(Region pointing data)
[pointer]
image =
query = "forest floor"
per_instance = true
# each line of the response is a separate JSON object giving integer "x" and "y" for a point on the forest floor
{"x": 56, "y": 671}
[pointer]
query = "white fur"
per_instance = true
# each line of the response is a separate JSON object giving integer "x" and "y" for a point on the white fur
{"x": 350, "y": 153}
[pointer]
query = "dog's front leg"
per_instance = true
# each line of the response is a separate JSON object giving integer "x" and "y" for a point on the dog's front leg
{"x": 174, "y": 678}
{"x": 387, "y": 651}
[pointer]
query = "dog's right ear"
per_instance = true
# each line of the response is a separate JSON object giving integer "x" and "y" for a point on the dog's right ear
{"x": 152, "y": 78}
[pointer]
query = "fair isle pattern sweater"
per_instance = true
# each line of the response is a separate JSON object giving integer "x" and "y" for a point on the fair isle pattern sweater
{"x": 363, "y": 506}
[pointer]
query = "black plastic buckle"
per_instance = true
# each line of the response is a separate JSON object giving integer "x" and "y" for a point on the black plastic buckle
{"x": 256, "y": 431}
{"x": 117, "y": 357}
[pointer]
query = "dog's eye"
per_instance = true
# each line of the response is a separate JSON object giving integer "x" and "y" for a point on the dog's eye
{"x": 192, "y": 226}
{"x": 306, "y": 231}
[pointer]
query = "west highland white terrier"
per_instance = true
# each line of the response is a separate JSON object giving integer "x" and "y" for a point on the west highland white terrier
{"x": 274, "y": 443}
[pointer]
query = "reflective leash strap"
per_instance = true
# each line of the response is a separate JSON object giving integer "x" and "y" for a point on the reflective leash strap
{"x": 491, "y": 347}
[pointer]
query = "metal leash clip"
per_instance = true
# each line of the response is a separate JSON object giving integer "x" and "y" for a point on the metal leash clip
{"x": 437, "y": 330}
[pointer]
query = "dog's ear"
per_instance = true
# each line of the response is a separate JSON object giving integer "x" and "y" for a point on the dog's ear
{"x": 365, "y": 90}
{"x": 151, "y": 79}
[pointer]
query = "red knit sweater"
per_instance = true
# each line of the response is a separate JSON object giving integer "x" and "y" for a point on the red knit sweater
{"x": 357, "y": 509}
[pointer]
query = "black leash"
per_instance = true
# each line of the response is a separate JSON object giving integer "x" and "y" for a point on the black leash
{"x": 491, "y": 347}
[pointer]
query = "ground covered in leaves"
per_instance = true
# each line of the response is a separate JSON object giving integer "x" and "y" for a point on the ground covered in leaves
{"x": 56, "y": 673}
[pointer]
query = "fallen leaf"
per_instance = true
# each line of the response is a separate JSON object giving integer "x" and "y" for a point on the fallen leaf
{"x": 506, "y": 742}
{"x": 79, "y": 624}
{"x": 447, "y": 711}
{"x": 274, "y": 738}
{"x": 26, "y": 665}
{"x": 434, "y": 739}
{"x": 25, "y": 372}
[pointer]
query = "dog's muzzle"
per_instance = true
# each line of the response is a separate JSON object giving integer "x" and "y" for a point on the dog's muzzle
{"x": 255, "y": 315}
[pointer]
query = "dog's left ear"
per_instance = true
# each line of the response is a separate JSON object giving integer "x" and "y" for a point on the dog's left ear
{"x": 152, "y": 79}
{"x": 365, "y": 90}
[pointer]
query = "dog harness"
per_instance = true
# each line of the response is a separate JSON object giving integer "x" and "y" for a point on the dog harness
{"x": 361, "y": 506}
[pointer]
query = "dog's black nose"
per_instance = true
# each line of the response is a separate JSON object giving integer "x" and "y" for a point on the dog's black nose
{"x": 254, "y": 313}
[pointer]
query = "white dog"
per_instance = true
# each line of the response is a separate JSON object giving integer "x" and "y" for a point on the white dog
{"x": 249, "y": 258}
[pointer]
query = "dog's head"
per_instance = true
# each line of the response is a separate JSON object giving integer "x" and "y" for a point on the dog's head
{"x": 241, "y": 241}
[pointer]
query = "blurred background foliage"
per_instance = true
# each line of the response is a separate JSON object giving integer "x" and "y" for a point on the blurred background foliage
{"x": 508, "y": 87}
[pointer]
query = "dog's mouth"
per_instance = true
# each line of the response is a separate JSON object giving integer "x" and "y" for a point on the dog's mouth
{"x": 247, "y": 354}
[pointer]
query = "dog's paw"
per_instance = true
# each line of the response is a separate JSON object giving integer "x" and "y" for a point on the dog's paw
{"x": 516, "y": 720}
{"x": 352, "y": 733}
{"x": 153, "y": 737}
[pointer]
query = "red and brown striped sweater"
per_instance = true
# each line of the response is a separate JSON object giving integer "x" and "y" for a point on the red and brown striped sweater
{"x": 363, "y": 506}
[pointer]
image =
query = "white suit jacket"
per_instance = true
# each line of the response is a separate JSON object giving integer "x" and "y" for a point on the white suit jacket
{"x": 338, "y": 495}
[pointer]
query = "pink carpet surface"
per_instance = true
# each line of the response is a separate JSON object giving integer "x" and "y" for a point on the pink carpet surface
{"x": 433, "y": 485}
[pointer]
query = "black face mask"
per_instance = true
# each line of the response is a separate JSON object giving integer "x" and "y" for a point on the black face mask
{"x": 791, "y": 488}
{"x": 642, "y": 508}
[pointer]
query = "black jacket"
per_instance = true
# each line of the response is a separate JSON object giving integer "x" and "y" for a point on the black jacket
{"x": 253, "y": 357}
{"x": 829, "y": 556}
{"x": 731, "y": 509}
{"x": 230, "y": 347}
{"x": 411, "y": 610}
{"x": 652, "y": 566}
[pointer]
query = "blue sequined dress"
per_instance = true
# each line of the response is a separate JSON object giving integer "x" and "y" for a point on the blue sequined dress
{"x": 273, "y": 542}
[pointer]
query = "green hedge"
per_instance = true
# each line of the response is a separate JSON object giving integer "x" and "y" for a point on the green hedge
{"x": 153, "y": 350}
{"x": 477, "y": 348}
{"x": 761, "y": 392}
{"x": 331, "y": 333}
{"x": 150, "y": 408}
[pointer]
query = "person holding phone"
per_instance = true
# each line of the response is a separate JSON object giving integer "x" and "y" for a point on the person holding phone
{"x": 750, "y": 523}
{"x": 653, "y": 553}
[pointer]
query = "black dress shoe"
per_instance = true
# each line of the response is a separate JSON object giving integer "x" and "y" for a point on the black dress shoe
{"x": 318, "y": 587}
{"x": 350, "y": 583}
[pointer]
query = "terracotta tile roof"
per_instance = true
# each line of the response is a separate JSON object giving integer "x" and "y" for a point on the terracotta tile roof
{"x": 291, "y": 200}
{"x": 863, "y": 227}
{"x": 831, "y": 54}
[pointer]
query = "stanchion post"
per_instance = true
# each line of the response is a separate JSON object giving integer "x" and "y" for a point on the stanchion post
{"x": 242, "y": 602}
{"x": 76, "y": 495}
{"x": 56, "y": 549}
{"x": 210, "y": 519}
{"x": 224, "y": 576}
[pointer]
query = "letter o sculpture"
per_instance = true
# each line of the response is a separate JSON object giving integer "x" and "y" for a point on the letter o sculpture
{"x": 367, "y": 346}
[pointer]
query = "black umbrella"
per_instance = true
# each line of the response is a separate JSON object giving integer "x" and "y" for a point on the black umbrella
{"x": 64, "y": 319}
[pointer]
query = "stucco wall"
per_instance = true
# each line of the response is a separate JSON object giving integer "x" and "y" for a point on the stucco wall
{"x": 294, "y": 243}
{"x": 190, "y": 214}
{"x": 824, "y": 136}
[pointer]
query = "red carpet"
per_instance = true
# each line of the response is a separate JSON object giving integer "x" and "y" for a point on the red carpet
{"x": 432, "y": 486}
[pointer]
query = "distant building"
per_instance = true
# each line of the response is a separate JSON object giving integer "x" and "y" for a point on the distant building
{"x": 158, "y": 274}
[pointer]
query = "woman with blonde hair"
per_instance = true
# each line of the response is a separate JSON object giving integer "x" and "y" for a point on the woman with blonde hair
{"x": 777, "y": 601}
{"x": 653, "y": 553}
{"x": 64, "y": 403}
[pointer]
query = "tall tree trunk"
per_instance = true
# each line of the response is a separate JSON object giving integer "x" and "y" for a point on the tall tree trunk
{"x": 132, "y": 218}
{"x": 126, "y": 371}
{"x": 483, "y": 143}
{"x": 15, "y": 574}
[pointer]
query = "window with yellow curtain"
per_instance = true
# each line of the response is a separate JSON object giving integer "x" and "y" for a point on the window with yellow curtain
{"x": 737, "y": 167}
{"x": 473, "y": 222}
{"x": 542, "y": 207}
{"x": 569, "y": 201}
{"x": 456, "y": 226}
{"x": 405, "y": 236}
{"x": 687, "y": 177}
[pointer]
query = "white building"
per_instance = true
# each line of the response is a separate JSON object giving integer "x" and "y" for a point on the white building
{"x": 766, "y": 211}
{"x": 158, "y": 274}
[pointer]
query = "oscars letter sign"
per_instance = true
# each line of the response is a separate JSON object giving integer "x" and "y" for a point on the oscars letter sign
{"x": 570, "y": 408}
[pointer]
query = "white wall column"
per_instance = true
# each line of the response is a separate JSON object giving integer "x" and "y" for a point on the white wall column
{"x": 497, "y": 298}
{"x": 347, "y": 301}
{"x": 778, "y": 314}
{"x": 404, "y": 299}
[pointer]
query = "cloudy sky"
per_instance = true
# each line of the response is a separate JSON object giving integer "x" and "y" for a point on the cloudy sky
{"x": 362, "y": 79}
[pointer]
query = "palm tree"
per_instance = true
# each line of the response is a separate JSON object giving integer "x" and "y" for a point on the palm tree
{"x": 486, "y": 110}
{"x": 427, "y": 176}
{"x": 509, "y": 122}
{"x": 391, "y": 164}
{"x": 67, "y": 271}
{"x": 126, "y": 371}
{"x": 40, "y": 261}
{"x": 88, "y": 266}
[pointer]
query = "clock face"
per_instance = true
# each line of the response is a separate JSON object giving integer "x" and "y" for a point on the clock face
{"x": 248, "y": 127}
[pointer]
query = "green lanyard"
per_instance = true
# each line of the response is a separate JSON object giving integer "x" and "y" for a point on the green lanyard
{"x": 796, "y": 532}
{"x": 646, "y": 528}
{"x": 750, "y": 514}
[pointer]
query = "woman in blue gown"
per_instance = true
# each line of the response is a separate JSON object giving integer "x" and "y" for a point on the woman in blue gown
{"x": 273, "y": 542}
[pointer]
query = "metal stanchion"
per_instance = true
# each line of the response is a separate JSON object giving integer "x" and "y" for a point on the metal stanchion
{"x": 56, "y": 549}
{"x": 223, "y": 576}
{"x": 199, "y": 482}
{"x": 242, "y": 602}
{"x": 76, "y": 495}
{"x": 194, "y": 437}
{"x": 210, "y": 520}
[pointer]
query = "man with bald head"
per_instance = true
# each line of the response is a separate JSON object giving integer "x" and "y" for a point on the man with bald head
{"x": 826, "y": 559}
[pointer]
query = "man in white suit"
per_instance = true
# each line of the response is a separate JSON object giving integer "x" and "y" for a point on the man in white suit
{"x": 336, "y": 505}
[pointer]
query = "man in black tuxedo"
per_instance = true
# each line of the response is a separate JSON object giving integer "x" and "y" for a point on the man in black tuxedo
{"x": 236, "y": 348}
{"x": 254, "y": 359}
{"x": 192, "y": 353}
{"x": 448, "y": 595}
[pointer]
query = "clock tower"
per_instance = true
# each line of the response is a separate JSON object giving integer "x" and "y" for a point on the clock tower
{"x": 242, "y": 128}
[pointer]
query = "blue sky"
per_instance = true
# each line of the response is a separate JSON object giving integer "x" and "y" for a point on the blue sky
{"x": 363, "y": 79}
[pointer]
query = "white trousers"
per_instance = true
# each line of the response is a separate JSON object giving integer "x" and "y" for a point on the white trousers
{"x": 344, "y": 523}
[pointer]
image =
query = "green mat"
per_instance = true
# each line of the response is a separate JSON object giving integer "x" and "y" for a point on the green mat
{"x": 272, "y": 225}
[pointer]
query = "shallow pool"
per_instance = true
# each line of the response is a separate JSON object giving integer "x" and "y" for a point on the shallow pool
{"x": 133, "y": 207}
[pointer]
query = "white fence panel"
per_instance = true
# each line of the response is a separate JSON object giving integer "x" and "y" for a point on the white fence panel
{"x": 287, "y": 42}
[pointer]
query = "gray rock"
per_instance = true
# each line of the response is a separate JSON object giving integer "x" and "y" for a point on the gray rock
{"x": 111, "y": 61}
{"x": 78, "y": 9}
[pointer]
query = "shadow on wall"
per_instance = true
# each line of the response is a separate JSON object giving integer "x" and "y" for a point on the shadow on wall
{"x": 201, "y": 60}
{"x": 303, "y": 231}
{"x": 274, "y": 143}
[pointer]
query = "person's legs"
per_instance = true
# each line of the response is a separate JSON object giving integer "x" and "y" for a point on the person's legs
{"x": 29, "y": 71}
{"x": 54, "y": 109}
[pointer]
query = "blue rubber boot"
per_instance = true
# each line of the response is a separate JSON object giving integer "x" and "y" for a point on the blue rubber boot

* EXERCISE PROMPT:
Return every line above where "rubber" appears.

* ANSWER SPACE:
query = "blue rubber boot"
# each line of the response is a separate JSON object giving integer "x" and "y" for a point on the blue rubber boot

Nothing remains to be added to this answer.